Omit images. Retype all entries verbatim.

---------- EXTRACTED INFORMATION

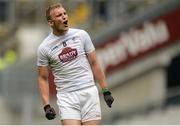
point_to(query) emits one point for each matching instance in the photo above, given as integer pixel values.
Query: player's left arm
(100, 77)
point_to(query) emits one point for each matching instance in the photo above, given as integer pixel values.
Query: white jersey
(66, 56)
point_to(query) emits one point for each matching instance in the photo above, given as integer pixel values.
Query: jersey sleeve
(42, 58)
(88, 45)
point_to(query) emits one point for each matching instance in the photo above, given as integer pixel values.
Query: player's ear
(50, 23)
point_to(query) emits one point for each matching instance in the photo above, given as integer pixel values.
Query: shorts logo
(68, 54)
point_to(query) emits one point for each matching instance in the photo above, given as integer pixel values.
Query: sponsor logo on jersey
(68, 54)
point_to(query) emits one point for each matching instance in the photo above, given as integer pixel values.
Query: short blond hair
(51, 7)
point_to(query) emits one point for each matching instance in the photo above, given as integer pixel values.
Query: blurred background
(137, 43)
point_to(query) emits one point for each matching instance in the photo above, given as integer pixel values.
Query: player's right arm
(43, 83)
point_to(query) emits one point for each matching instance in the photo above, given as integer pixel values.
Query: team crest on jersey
(68, 54)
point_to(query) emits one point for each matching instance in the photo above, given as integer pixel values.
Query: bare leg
(93, 122)
(70, 122)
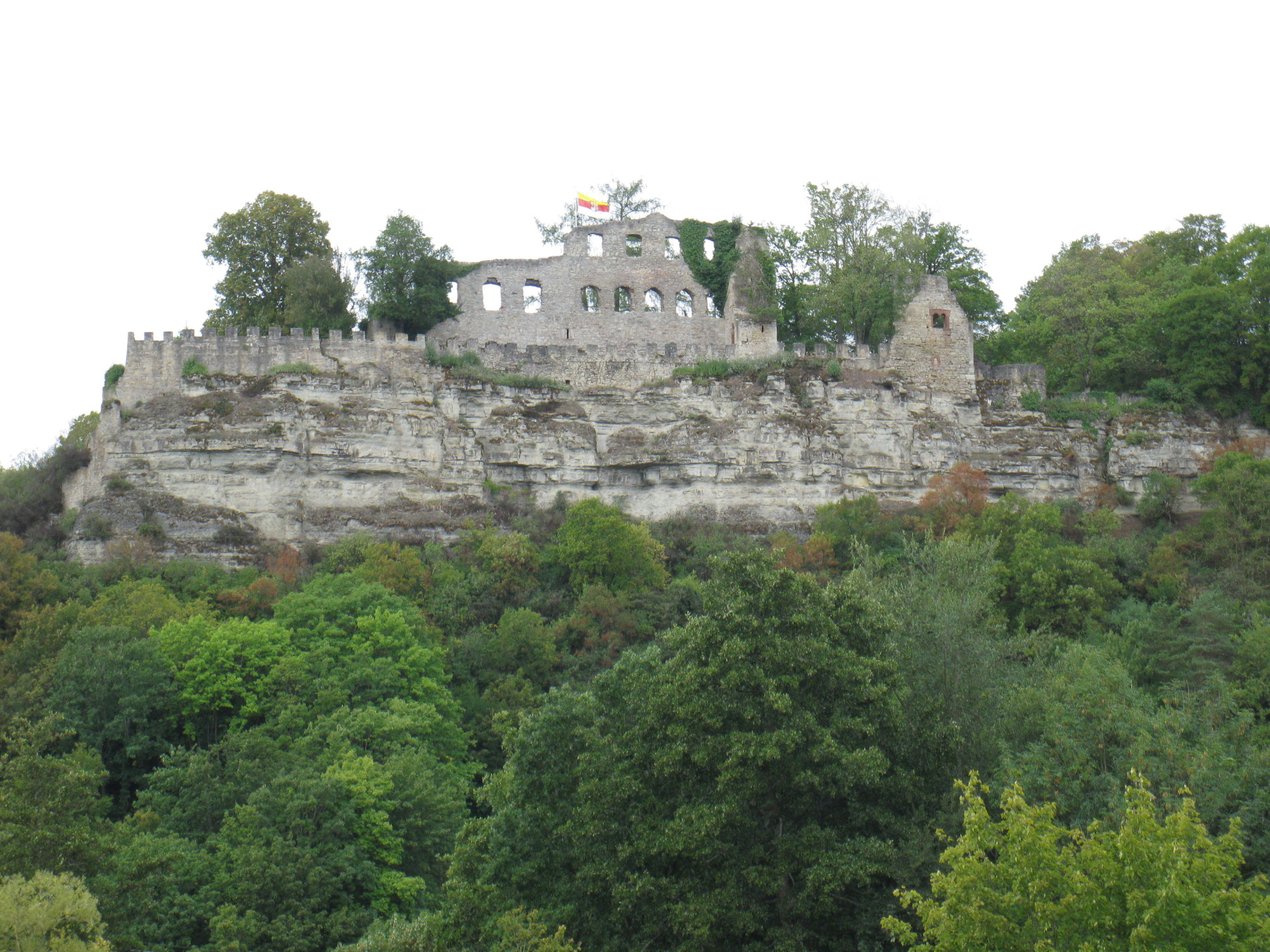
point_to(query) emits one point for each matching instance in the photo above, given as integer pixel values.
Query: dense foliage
(406, 277)
(849, 273)
(258, 245)
(666, 736)
(1182, 317)
(565, 726)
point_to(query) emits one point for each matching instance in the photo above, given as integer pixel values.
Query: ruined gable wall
(932, 358)
(563, 320)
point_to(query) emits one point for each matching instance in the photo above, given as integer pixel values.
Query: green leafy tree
(223, 671)
(794, 287)
(1237, 523)
(708, 792)
(850, 249)
(257, 244)
(51, 814)
(942, 248)
(318, 295)
(1028, 883)
(116, 692)
(598, 544)
(625, 200)
(406, 277)
(49, 913)
(23, 583)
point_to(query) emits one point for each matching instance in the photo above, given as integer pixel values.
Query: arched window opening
(533, 293)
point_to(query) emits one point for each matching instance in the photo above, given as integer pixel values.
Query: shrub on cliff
(598, 544)
(32, 489)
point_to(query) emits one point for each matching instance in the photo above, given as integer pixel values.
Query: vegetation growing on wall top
(711, 275)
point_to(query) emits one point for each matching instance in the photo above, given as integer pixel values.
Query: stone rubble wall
(561, 319)
(154, 366)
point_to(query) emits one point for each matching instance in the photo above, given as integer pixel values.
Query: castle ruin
(291, 437)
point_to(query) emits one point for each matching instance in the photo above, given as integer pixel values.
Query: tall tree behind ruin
(846, 276)
(257, 244)
(406, 277)
(851, 254)
(625, 198)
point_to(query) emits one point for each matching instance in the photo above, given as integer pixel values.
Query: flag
(592, 206)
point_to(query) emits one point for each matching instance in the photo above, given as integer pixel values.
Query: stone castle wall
(154, 366)
(541, 300)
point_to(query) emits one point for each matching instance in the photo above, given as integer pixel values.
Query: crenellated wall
(154, 366)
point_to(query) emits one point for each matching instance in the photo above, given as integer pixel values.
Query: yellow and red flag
(592, 204)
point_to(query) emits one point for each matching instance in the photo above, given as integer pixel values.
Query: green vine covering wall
(711, 275)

--------------------

▸ ANSWER BELOW
point_to(query) emits one point for each matching instance in the photo above, given as integer pixel values.
Query: player's left arm
(100, 77)
point_to(query) emits one point for each matching instance in the photo above, given as integer pixel values.
Query: white jersey
(66, 56)
point_to(query) emits one point for each matching instance in the photo above, given as integer pixel values.
Query: jersey sleeve
(42, 58)
(88, 45)
point_to(query) emits one point for each matching instance in the photo above, given as integer pixel values.
Query: player's ear
(50, 23)
point_to(query) emits one point for each matching instance in the photo above, given as integer pixel values.
Query: shorts logo
(68, 54)
point_to(query) emits one point for each matching instance in the photo above, given as integer pixel values.
Query: sponsor logo on jersey
(68, 54)
point_to(query) emits one point for each matching instance in the photo above, given as integer pixel values.
Query: short blond hair
(51, 7)
point_to(query) emits one point for each matching instance in the photo above, given as integer pixel values.
Query: blurred background
(137, 43)
point_to(query) emits one point for each matching instance in the photo above, given as integer pixel values.
Query: player's right arm
(43, 83)
point_to(query) emits one point for each matching instance in the photo above, given as integer pixel values.
Query: team crest on jersey
(68, 54)
point_to(query) emits one point for each matching instance in the photo above, given as integer pixel values.
Query: bare leg
(93, 122)
(70, 122)
point_to(query) emits one point for each matching instance in the photo above, given as integer pixel values.
Query: dense foliage
(406, 277)
(849, 273)
(258, 245)
(666, 736)
(1182, 317)
(565, 726)
point_to(query) emits one point for each matching instance in the photo above, given as integer pixel values.
Query: ruined gable wall
(932, 358)
(563, 320)
point_to(query) emits one point for each matching instance in the photo above, given as integer pixel values.
Query: green leafy tree
(223, 671)
(794, 287)
(1237, 523)
(708, 792)
(850, 249)
(257, 244)
(51, 814)
(942, 248)
(318, 295)
(1028, 883)
(116, 692)
(598, 544)
(625, 200)
(406, 277)
(49, 913)
(23, 583)
point_to(query) emits one point for each matching instance in the photo above, given as integer pixel values.
Query: arched window opening
(533, 293)
point_to(query) emits one point for each matching instance in the photo above, given as integer pixel values.
Query: shrub on cliff
(598, 544)
(32, 489)
point_to(query) emits one point for each matching instance in the photo above, given as integer pixel values.
Query: vegetation growing on wall top
(711, 275)
point_to(query) emits one point for each matching instance in the photo above, given as integer pixel values.
Query: stone rubble wall
(561, 319)
(154, 366)
point_to(query) emits one point for each matching instance in the photo above, given as integer pixel values.
Query: castle ruin
(291, 437)
point_to(query) emits one point for each matching instance in the photo above, given as integer pixel values.
Query: tall tree behind ruin
(846, 276)
(257, 244)
(406, 277)
(851, 254)
(625, 198)
point_to(query) emits one point for each matching instance in the photo above, given as integer pixel values.
Query: flag
(592, 206)
point_to(query) emits one point for each matching instance in the photo above, given as integer pixel values.
Query: stone castle wall
(154, 366)
(541, 300)
point_to(query) emits one point for each matching instance in the photo above, given as integer pixel values.
Query: crenellated wall
(154, 366)
point_to(query) emits one point for each matching instance in the photo above, given as integer pixel values.
Query: yellow and red flag
(592, 204)
point_to(query) emits one point for each matching instance in the photo above, given as integer pixel values.
Query: green vine covering wall
(711, 275)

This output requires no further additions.